Written instruction: Repeat the entire listing exactly as written.
-- Begin Record extracts --
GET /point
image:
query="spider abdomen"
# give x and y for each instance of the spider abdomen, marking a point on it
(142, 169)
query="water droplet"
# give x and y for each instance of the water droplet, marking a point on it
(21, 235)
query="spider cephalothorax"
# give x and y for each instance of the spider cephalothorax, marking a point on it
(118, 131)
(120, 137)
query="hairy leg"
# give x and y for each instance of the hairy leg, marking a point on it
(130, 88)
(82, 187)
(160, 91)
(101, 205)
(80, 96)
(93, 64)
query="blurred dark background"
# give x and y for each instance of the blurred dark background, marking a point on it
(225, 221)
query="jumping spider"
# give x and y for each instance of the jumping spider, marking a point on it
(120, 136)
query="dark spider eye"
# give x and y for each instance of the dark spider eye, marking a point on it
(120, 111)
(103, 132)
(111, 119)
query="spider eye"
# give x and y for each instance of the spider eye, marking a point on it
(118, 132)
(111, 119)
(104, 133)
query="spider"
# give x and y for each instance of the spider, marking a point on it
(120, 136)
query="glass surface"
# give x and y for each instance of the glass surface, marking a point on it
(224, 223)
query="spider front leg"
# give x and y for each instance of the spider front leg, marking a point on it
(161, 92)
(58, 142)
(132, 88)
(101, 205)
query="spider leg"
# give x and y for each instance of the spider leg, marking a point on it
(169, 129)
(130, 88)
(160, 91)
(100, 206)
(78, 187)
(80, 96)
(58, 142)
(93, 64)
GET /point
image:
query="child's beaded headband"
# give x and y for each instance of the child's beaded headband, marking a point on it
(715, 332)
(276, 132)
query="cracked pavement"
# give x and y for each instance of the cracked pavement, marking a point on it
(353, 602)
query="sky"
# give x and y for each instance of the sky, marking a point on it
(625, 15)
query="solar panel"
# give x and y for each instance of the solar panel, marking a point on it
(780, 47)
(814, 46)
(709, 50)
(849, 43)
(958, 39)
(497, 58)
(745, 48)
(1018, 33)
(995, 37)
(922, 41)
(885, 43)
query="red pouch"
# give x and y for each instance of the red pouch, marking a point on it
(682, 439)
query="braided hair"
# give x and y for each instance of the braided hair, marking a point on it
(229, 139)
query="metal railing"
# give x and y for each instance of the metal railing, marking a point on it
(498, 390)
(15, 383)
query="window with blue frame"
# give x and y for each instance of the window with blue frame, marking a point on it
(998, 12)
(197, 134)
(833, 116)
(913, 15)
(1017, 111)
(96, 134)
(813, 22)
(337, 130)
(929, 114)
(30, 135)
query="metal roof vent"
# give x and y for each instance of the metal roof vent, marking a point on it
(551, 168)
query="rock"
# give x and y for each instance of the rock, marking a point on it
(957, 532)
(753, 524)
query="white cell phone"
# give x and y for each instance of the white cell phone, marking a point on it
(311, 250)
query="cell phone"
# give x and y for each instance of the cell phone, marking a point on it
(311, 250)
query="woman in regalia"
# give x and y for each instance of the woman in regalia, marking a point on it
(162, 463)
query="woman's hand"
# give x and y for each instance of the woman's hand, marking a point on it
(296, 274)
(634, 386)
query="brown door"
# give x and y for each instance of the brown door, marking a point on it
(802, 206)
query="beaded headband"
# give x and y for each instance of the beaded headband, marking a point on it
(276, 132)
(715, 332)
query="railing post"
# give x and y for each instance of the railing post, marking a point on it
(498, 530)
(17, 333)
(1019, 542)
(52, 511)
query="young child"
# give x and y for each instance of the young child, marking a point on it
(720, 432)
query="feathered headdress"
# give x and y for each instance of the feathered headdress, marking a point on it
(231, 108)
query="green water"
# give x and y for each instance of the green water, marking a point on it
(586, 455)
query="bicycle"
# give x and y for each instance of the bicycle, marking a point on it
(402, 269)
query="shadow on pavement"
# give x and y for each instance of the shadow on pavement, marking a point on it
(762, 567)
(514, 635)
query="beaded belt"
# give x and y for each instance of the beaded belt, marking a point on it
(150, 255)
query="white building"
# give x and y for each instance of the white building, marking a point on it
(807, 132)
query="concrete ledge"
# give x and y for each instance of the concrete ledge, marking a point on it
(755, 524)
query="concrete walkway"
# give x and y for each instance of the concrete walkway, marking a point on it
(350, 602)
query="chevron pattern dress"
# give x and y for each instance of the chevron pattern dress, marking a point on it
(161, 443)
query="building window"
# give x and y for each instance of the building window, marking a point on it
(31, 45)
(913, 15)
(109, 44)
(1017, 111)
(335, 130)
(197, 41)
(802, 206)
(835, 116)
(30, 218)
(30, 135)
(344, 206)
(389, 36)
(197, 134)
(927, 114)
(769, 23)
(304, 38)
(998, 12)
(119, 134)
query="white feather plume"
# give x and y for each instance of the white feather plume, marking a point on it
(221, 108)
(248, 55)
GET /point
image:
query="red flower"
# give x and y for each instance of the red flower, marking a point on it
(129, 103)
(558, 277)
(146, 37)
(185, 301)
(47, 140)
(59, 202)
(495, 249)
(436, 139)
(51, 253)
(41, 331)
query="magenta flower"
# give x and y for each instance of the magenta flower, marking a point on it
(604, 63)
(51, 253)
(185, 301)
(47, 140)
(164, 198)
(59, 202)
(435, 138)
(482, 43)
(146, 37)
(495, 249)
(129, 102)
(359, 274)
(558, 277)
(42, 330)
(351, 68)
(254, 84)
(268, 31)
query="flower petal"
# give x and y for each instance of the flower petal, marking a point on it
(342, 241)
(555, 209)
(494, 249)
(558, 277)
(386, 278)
-- End Record extracts --
Output for this exercise:
GET /point
image:
query="spider abdomen"
# give x and y for each instance of the spider abdomen, marking a point on it
(142, 169)
query="water droplet"
# give x and y for each instance of the water droplet, marking a point on it
(21, 235)
query="spider cephalothorax"
# give x and y for each instance of the spider cephalothorax, marking a point on it
(118, 131)
(120, 137)
query="hairy leg"
# give x and y for each instance of the hairy leg, marking a point on it
(130, 88)
(82, 187)
(160, 91)
(101, 205)
(80, 96)
(93, 64)
query="blurred dark background"
# give x and y for each instance of the blurred dark background, marking a point on it
(225, 221)
query="jumping spider"
# give x and y for each instance of the jumping spider, marking a point on it
(120, 136)
query="dark spider eye"
# give x and y for each instance of the dark spider eye, marking a point on it
(120, 111)
(103, 132)
(111, 119)
query="spider eye"
# give x and y for each instance of the spider eye, marking a point on it
(118, 132)
(111, 119)
(104, 133)
query="spider"
# give x and y for each instance of the spider, marking a point on it
(120, 136)
query="glass surface"
# give x and y for each instance of the glass surface, marking a point on it
(224, 223)
query="spider front leg"
# give x and y for each instance of the spider front leg, marking a point on it
(161, 92)
(58, 142)
(132, 88)
(101, 205)
query="spider leg"
# give x and y for each instance of the spider leg, marking a point on it
(169, 129)
(130, 88)
(160, 91)
(100, 206)
(78, 187)
(80, 96)
(58, 142)
(93, 64)
GET /point
image:
query="child's beaded headband"
# give x and y for each instance of the child's beaded headband, marking a point on it
(715, 332)
(276, 132)
query="cracked pavement"
# give x and y for each instance of the cracked pavement, marking a point on it
(353, 602)
query="sky"
# give x and y for each instance of the sky, marking a point on it
(625, 15)
query="solar panel"
# give x and y for each instance of the solar panel, marking a point on it
(780, 47)
(814, 46)
(709, 50)
(849, 43)
(958, 39)
(497, 58)
(745, 48)
(1018, 33)
(995, 37)
(922, 41)
(885, 43)
query="red pouch"
# give x and y for each instance of the red pouch, marking a point on it
(682, 439)
query="braided hair"
# give x and y for each instance of the braided hair, marking a point on it
(229, 139)
query="metal railing"
# give x and y for each instance of the metal railing, marking a point on it
(498, 390)
(15, 383)
query="window with blue frame"
# give x and y for each instance of the window with blue frame, marking a point on it
(998, 12)
(197, 134)
(833, 116)
(913, 15)
(1017, 111)
(96, 134)
(813, 22)
(337, 130)
(929, 114)
(30, 135)
query="metal roof vent"
# give x and y for each instance of the metal roof vent, marking a point on it
(551, 168)
query="rock"
# give x and y for each instance of the rock, marking a point on it
(957, 532)
(753, 524)
query="white cell phone"
# give x and y for each instance of the white cell phone, marking a point on it
(311, 250)
query="cell phone"
# give x and y for each instance of the cell phone, marking a point on it
(311, 250)
query="woman in regalia"
# give x and y for each instance of the woman in regalia, marking a point on it
(162, 463)
query="woman's hand"
# give x and y for each instance of the woman's hand, marking a point on it
(296, 274)
(634, 386)
query="brown door"
# give x and y for each instance of the brown door, marking a point on it
(802, 206)
query="beaded headband"
# give x and y for each instance of the beaded headband, marking a point on it
(276, 132)
(715, 332)
query="railing post"
# give x and y for each instance of the railing post, marking a point on it
(498, 530)
(17, 333)
(1019, 542)
(52, 511)
query="young child"
# give x and y for each instance of the young child, marking a point on it
(720, 432)
query="feathered headdress"
# give x and y for each instance of the feathered headdress, marking a point on it
(231, 108)
query="green water"
# give x and y for each instance of the green water, marking a point on it
(586, 455)
query="bicycle"
# give x and y for each instance of the bicycle, marking a point on it
(402, 269)
query="shadow on pavement"
# give x and y for each instance of the shadow on pavement, marking a point on it
(762, 567)
(514, 635)
query="beaded belt"
# give x and y for each instance of the beaded belt, marking a point on it
(150, 255)
query="white building"
# give x and y for each instance of the white building, marking a point on it
(807, 132)
query="concrete ledge"
# give x and y for each instance of the concrete ledge, marking a point on it
(755, 524)
query="concrete walkway"
# give x and y for each instance of the concrete walkway, marking a point on it
(350, 602)
query="chevron pattern dress"
# give x and y for each instance of the chevron pattern dress, marking a point on it
(161, 443)
query="building window"
# give x and y for each instance of the building window, marking a point on it
(31, 45)
(913, 15)
(109, 44)
(1017, 111)
(335, 130)
(197, 41)
(802, 206)
(835, 116)
(30, 218)
(30, 135)
(344, 206)
(389, 36)
(197, 134)
(927, 114)
(769, 23)
(304, 38)
(998, 12)
(119, 134)
query="white feather plume"
# give x and y for each instance of the white feather plume, marking a point on it
(221, 108)
(248, 55)
GET /point
image:
query="red flower"
# give x and y for each instance of the red flower, marking a point on it
(129, 103)
(558, 277)
(146, 37)
(185, 301)
(47, 140)
(59, 202)
(495, 249)
(436, 139)
(51, 253)
(41, 331)
query="magenta flower"
# give x and y for each instance of the magenta flower, marking a point on it
(604, 63)
(51, 253)
(185, 301)
(47, 140)
(164, 198)
(59, 202)
(435, 138)
(482, 43)
(146, 37)
(495, 249)
(129, 102)
(359, 274)
(558, 277)
(42, 330)
(351, 68)
(254, 84)
(268, 31)
query="flower petal"
# give x and y for each instance of the flower petal, marking a point on it
(342, 241)
(555, 209)
(494, 249)
(558, 277)
(386, 278)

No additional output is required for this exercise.